Copy the listing below, substituting "occurrence" for every "instance" and keeping everything else the same.

● INPUT DATA:
— START —

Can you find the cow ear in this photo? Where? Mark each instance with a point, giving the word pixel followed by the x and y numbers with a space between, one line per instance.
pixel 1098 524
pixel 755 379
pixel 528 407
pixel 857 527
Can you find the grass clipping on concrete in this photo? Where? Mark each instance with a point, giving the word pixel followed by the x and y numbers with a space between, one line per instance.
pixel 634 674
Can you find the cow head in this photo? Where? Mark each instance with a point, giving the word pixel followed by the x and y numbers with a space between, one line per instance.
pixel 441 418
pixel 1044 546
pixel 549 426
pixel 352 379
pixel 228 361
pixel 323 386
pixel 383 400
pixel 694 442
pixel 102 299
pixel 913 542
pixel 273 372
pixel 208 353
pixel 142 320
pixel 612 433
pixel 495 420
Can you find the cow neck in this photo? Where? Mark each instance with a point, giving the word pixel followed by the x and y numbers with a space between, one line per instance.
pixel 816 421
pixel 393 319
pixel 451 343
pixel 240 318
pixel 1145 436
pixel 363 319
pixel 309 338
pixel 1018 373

— END —

● EXERCISE OUTPUT:
Can you find the cow ear in this photo? Where? Mark each occurrence with a point, giving the word pixel followed by the x and y numbers with a space between, one line per occurrence.
pixel 1098 524
pixel 755 379
pixel 528 407
pixel 857 527
Can you find the grass clipping on concrete in this photo? Where? Mark each occurrence with a point, giving the word pixel followed by the x and y numbers with a space between, one line per occurrence.
pixel 634 674
Can you find the cow head in this photo? Where? Mark each occurrence with a point, giving the word pixel followed by the x and y numbers with a space between, one line per occurrence.
pixel 441 418
pixel 1044 546
pixel 549 426
pixel 352 379
pixel 228 361
pixel 323 386
pixel 383 400
pixel 694 442
pixel 102 299
pixel 913 542
pixel 273 372
pixel 208 353
pixel 142 320
pixel 612 433
pixel 495 420
Can you find the cow neck in this photo? Where? Mark each occurrence with a point, giving the word pixel followed by the x and y numbers with a space between, one line per occurrence.
pixel 816 421
pixel 393 319
pixel 451 343
pixel 240 318
pixel 1145 436
pixel 363 319
pixel 309 338
pixel 1018 373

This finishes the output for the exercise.